* _Texto de leitura_
Em vez disso, ele e seus colegas descobriram que os atuais cães de trenó e o cão de Zhokhov descendem da mesma ramificação. “Isso significa que todos os cães devem ter se diversificado antes disso”, diz ele.
É uma grande descoberta, afirma Sinding, porque fornece a “primeira data sólida da diversificação entre os cães” — uma importante pista no mistério da domesticação de cães.
Feitos para o frio
A análise, que comparou genes de cães de trenó antigos e modernos com os de outras raças, também revelou vários tipos de adaptações fascinantes e peculiares à vida no Ártico, como a capacidade de se desenvolver à base de uma dieta com alto teor de gordura.
“Uma das maiores diferenças entre um urso pardo e um urso polar é que este último tem uma adaptação genética específica para comer muita gordura. E vemos quase exatamente a mesma modificação nos cães [de trenó]”, diz Sinding.
Isso tem sentido lógico, pois os povos inuíte e thule do Ártico e seus cães de trabalho sobrevivem há milhares de anos caçando mamíferos marinhos ricos em gorduras, como focas e baleias.
[Fotos: Seriam estas as imagens mais antigas de cachorros?]
Os cientistas também compararam o DNA do cão de Zhokhov com um canídeo ainda mais antigo — um lobo siberiano do Pleistoceno, que viveu há cerca de 33 mil anos. Juntamente com os genomas de lobos modernos e cães domesticados, a equipe revelou que, de forma notável, os cães de trenó não cruzaram com lobos cinzentos nos últimos 9,5 mil anos, ao contrário de outras raças. Isso é especialmente estranho, uma vez que povos indígenas documentaram acasalamentos entre cães e lobos. O fato de as características genéticas dos lobos não aparecerem no genoma dos cães de trenó da Groenlândia sugere que os híbridos não sobreviveram como deveriam ou que havia algum motivo pelo qual os humanos não os tenham criado.
A pesquisa também mostrou que os genomas de cães de trenó contêm mutações relacionadas a ambientes frios, como por exemplo, correr e puxar trenós em condições de baixo oxigênio.
“Portanto, ainda é possível se exercitar mesmo sem fôlego”, diz Elaine Ostrander, geneticista dos Institutos Nacionais de Saúde que estuda genomas caninos, mas que não participou do estudo.
Uma outra mutação permite que os cães de trenó tenham alto controle da regulagem da temperatura corporal, diz Ostrander — algo necessário não apenas para sobreviver ao frio, mas para se refrescar após um período de esforço.
Isso tem uma semelhança impressionante com uma mutação genética no mamute-lanoso, outra criatura adaptada ao frio capaz de ajustar sua temperatura, diz Sinding.
Como fazer um cão de trenó feliz
Curiosamente, essas características ainda estão presentes nos cães atuais, o que constitui uma orientação útil para os donos de animais de estimação — particularmente os de raça pura.

* _Dados disponíveis_
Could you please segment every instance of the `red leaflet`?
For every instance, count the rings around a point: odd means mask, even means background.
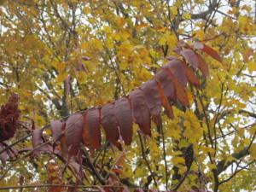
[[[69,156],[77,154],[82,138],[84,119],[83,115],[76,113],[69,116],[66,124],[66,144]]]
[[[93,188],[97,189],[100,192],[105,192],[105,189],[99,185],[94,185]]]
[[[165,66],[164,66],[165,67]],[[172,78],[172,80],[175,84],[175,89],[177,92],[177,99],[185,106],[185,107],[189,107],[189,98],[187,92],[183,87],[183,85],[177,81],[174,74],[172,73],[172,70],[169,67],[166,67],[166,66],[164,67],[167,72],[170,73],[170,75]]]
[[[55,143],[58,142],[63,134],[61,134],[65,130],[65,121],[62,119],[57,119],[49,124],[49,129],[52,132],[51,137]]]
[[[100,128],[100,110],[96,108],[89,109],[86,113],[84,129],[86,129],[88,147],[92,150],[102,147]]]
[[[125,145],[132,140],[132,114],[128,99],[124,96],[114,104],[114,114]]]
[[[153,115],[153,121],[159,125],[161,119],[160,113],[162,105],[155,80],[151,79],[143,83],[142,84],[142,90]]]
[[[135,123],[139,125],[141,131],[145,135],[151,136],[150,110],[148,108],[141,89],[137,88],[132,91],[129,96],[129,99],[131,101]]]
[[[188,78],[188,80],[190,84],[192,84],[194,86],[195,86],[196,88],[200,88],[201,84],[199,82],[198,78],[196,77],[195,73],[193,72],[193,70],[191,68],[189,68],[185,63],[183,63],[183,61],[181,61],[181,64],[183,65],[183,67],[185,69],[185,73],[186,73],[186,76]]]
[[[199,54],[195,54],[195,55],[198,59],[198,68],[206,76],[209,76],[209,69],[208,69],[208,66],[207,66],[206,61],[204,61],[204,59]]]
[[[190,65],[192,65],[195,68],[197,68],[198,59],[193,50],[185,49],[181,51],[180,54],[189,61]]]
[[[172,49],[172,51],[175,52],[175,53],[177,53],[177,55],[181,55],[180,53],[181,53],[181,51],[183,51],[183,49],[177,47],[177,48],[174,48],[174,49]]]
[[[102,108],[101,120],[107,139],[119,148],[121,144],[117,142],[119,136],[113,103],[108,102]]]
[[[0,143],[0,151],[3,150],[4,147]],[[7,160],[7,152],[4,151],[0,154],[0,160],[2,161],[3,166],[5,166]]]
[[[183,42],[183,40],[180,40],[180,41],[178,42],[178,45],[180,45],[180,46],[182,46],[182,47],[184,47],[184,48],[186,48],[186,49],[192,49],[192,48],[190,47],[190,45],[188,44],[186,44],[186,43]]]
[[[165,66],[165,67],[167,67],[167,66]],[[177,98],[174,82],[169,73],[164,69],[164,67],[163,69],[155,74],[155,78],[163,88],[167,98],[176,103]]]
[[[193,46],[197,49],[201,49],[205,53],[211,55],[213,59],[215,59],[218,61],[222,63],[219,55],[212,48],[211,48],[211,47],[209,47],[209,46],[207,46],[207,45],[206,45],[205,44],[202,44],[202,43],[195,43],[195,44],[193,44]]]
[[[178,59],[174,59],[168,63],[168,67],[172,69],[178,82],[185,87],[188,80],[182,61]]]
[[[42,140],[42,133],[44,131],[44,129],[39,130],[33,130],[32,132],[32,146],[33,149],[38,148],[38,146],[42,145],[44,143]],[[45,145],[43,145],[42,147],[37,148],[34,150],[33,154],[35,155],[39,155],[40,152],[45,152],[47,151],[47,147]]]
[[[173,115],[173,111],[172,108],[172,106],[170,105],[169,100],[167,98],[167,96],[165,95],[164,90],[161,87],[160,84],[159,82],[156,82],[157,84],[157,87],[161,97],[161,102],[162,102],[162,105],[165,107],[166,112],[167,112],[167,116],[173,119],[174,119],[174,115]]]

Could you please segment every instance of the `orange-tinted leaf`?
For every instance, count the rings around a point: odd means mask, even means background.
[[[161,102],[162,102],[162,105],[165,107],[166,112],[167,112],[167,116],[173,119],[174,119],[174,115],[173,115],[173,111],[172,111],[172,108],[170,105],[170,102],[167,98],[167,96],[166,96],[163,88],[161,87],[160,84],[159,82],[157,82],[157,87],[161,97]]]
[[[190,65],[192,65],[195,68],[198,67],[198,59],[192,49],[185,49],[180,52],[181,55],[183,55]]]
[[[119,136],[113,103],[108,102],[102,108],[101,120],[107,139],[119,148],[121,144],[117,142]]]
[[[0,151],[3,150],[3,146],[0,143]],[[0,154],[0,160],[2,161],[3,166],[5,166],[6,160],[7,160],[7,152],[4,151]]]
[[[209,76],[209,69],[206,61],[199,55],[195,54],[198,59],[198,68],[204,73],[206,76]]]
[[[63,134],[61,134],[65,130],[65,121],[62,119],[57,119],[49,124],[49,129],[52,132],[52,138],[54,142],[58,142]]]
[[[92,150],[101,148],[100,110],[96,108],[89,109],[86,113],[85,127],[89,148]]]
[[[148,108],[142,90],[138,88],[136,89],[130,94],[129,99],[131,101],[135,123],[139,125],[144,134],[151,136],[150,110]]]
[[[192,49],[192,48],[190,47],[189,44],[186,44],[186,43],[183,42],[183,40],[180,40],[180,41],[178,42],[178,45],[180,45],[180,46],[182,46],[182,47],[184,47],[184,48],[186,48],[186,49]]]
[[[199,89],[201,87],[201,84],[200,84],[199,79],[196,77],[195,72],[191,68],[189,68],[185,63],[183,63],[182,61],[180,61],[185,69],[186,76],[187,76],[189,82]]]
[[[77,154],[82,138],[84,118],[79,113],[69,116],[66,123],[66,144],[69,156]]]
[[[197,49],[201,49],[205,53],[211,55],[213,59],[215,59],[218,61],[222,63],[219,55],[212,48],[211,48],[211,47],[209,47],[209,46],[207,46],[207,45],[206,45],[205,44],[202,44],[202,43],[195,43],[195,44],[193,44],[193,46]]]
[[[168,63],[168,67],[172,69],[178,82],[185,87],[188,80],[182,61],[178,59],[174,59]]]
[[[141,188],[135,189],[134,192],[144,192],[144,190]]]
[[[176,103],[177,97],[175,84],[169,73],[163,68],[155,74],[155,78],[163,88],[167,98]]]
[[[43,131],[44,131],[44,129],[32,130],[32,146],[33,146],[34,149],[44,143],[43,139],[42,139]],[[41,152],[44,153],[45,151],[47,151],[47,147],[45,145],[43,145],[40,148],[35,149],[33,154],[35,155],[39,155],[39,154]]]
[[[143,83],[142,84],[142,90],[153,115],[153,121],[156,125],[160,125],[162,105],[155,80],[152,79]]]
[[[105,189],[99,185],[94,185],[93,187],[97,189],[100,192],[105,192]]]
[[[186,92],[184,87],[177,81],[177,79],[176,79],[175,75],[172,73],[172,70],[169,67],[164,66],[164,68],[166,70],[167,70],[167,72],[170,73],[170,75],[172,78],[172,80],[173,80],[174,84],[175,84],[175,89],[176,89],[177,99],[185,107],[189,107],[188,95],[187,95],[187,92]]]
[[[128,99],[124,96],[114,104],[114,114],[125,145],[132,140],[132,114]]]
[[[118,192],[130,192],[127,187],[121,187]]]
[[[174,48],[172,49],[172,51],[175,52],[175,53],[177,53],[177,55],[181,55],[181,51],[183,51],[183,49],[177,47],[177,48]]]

* * *

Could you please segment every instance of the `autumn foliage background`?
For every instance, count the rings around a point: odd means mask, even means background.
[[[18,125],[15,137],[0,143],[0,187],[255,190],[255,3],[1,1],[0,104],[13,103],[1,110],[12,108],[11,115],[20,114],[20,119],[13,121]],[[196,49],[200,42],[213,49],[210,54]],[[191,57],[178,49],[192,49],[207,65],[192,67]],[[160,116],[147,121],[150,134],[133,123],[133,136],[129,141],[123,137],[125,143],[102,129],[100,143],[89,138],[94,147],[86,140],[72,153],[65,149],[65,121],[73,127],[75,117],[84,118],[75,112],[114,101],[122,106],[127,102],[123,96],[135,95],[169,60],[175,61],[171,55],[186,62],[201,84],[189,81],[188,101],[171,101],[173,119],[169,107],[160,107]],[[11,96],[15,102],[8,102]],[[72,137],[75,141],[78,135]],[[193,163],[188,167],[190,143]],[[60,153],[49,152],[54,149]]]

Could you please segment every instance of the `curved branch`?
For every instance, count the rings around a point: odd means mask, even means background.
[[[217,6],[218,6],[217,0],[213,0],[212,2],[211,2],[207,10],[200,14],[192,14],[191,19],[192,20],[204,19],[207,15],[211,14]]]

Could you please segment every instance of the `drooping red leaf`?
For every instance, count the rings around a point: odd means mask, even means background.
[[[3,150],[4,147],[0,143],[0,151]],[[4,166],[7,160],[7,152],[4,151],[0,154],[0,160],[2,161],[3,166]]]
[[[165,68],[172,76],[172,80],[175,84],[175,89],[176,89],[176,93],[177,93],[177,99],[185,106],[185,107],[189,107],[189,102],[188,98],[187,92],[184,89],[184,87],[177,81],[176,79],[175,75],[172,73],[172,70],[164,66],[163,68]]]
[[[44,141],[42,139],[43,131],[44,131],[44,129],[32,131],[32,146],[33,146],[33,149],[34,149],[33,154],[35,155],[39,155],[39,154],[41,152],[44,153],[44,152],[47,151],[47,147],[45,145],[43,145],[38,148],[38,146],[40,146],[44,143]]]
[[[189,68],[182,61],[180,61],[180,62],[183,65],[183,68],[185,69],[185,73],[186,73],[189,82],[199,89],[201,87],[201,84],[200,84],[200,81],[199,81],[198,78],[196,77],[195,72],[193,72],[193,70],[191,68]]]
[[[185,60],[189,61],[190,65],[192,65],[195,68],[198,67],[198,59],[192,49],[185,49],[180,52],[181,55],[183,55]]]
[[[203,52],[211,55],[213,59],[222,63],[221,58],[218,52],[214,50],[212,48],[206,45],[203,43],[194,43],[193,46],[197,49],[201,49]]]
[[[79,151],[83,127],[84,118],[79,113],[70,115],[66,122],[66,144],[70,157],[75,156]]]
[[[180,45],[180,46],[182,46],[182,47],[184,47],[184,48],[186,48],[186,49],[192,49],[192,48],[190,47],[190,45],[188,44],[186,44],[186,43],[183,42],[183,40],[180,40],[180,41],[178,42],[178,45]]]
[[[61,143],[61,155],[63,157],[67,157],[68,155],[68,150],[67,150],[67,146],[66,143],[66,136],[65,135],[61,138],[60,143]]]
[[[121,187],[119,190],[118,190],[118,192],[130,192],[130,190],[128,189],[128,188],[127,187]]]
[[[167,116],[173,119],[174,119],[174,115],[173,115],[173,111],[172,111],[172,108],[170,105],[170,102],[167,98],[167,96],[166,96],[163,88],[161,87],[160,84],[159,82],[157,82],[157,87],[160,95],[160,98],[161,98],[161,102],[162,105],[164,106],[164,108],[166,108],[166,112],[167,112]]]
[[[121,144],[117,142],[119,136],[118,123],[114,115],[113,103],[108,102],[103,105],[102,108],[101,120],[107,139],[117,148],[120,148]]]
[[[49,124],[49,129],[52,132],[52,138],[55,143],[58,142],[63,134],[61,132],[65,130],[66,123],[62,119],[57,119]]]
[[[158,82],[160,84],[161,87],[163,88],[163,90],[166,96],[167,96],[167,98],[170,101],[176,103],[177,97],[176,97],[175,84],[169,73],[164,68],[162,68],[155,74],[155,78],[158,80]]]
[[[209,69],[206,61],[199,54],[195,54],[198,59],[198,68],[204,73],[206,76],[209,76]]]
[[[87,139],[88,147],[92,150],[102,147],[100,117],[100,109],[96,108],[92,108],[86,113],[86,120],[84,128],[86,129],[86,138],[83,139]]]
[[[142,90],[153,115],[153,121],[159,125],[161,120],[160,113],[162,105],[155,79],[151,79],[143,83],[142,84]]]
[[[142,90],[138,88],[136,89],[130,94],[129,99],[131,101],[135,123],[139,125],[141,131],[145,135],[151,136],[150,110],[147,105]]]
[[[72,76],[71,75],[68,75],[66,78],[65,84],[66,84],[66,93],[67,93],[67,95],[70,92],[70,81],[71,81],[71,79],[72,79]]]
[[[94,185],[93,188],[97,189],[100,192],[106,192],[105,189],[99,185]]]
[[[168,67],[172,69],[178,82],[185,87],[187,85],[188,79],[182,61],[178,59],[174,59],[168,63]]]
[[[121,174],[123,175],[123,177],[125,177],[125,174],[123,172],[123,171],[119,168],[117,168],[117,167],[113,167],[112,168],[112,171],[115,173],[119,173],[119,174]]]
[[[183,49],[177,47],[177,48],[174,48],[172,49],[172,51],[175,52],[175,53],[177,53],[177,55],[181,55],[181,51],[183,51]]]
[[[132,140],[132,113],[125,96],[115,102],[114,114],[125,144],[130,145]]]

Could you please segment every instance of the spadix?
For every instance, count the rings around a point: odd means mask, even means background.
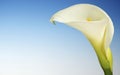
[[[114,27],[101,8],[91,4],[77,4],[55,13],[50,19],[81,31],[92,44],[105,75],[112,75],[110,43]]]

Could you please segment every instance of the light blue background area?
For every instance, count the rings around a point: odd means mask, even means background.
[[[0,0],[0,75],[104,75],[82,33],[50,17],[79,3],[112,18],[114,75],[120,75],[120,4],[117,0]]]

---

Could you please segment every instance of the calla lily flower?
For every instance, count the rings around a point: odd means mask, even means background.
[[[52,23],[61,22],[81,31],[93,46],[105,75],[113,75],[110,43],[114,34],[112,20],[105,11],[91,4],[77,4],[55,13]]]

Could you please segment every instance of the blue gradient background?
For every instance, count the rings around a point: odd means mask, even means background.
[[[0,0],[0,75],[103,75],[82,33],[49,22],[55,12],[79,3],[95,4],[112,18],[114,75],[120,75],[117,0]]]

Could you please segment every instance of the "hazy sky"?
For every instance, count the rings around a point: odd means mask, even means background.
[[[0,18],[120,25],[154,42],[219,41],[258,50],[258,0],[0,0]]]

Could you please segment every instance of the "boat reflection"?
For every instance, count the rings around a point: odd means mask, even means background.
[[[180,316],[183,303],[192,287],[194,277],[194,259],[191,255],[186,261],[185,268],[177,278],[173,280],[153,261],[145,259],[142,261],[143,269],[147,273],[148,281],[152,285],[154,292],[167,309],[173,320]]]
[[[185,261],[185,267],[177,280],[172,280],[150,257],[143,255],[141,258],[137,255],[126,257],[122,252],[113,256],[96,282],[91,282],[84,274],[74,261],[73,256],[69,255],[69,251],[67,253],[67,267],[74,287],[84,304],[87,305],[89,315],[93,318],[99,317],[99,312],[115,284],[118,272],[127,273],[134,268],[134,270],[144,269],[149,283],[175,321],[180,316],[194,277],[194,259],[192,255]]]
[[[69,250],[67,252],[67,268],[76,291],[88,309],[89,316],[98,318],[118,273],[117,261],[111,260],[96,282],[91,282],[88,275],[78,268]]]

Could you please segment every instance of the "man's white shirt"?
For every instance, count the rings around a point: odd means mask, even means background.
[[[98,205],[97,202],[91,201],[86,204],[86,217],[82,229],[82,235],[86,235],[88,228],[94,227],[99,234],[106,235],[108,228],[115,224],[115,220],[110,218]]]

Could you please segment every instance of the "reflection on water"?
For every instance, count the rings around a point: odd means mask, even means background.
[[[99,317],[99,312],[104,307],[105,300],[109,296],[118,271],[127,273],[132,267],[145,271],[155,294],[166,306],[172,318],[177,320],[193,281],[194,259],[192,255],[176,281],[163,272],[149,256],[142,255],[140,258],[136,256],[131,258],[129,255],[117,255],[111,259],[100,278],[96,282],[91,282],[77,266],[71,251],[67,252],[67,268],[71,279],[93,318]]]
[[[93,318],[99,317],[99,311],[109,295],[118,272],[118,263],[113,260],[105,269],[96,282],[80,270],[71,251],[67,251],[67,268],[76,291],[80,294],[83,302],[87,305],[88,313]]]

* _Tarefa A_
Informe, com base no texto sobre cães de trenó, há quanto tempo viveu o lobo siberiano do Pleistoceno.
* _Tarefa B_
Cite o trecho do texto sobre cães de trenó que vai de "A pesquisa também" até "de baixo oxigênio.", incluindo esses dois pontos.

* _Resposta A_
Há cerca de 33 mil anos.

* _Resposta B_
A pesquisa também mostrou que os genomas de cães de trenó contêm mutações relacionadas a ambientes frios, como por exemplo, correr e puxar trenós em condições de baixo oxigênio.